*** Task material

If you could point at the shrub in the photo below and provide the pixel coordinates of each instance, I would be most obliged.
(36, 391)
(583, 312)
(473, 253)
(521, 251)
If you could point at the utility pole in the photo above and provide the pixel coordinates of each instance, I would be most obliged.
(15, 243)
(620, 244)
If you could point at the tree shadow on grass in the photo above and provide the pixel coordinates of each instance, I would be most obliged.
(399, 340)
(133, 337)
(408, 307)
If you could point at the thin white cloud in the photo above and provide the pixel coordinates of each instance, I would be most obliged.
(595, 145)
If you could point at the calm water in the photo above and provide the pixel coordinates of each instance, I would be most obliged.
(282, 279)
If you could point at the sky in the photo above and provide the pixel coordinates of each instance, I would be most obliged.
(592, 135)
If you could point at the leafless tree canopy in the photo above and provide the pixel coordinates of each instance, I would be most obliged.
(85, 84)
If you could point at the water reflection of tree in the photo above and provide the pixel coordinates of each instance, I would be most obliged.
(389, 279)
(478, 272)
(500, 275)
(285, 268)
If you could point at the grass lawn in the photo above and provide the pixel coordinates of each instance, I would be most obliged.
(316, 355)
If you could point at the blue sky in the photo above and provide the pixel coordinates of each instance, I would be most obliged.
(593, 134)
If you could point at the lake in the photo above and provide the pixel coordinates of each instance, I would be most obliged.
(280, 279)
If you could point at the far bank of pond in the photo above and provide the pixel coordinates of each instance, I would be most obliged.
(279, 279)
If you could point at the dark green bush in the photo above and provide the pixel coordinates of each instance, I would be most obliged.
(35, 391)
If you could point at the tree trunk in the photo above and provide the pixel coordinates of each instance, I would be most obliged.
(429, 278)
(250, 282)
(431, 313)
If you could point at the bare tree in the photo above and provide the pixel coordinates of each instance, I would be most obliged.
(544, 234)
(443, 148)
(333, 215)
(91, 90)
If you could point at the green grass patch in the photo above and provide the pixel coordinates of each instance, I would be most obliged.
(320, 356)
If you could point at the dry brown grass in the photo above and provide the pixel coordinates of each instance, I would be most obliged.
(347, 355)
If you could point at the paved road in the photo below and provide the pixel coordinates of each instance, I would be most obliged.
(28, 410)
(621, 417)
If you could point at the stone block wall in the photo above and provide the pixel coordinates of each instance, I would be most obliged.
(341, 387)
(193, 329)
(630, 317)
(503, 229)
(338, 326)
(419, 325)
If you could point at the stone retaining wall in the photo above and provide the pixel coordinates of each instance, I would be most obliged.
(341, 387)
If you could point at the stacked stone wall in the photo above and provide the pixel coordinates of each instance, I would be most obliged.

******

Problem to work on> Copy out the records word for word, beginning at the line that contains "If you could point at the paved" and continuing through the last line of the records.

Exercise result>
If you could point at the paved road in the photo below and provide the pixel coordinates of each instance, I would be most obliged.
(28, 410)
(621, 417)
If you could point at the stone block wall in the photo above and provide the pixel coordinates of each instance, I would be most obliged.
(341, 387)
(193, 329)
(630, 317)
(503, 229)
(338, 326)
(419, 325)
If you could point at the stone retaining wall in the photo above and provide the pixel coordinates of each instance, I would be most obliged.
(341, 387)
If you could point at the stacked stone wall in the photo above and provide the pixel coordinates of each instance, I would be most obliged.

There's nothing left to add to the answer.